### WHAT TO PRODUCE
The required result is each line of the entries below containing the string "facade".

### RAW DATA
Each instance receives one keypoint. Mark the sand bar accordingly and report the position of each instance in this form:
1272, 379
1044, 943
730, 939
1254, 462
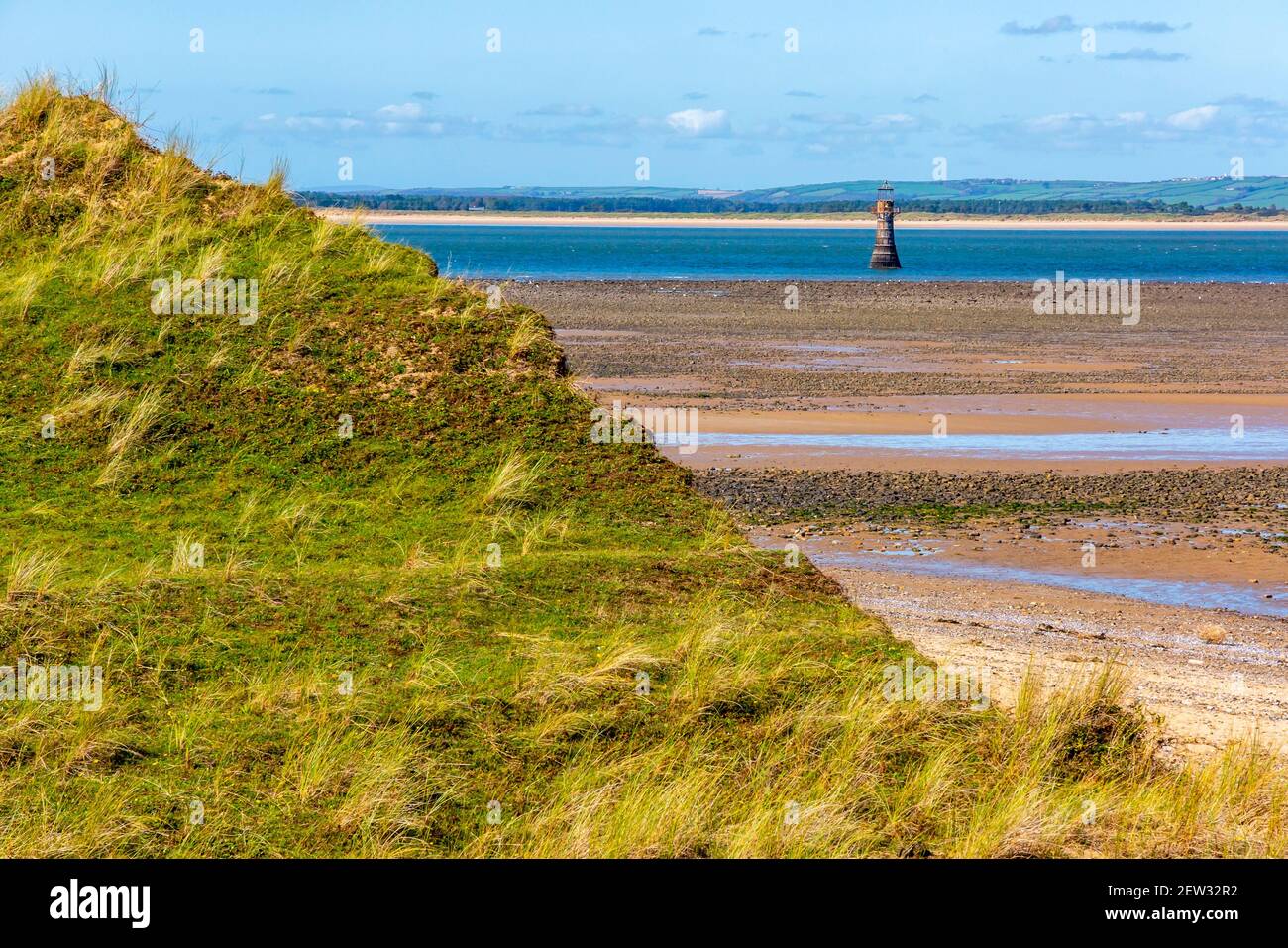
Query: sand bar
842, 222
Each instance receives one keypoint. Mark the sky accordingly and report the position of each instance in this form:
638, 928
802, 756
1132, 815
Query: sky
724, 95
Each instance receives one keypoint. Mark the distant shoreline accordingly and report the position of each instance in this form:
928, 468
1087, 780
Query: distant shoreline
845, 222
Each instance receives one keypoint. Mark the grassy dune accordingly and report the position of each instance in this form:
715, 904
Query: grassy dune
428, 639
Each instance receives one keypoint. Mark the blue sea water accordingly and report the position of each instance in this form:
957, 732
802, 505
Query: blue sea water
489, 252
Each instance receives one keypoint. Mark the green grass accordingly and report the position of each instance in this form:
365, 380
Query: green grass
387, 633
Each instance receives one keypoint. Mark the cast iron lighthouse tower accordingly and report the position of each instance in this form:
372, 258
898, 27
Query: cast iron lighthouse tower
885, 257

---

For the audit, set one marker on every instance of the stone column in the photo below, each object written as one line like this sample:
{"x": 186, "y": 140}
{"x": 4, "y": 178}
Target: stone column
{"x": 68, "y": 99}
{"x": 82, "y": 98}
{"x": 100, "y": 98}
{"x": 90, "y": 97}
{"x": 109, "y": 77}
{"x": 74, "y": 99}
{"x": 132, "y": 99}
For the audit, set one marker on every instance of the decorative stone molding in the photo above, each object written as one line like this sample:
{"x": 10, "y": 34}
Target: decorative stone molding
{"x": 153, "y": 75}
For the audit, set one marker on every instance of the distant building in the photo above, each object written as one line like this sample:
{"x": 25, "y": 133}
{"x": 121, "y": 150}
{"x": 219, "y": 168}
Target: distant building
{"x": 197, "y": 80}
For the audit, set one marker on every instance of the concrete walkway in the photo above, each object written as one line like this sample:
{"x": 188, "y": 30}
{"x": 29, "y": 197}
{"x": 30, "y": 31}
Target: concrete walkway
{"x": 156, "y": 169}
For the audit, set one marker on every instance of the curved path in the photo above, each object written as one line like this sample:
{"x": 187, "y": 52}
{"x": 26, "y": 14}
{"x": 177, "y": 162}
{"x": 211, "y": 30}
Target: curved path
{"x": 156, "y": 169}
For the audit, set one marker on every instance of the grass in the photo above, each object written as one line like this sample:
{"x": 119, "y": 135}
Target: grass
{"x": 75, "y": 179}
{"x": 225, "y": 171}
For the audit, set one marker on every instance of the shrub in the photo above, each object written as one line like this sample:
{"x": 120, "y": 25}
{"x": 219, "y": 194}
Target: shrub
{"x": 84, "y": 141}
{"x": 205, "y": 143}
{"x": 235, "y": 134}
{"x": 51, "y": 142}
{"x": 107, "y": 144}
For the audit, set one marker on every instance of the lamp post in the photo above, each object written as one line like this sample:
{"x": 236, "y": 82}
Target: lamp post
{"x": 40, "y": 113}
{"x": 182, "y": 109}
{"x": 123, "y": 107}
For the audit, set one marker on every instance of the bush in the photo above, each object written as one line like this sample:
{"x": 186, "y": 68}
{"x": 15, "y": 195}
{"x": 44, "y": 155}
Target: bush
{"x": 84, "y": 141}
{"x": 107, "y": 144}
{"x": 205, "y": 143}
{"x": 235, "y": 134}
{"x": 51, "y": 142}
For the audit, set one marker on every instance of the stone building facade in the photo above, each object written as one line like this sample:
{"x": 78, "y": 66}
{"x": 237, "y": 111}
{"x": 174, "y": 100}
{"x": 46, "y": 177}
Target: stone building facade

### EXPECTED ANSWER
For the audit, set one marker on every instance of the stone building facade in the photo above, each object written as one line like this sample:
Target: stone building facade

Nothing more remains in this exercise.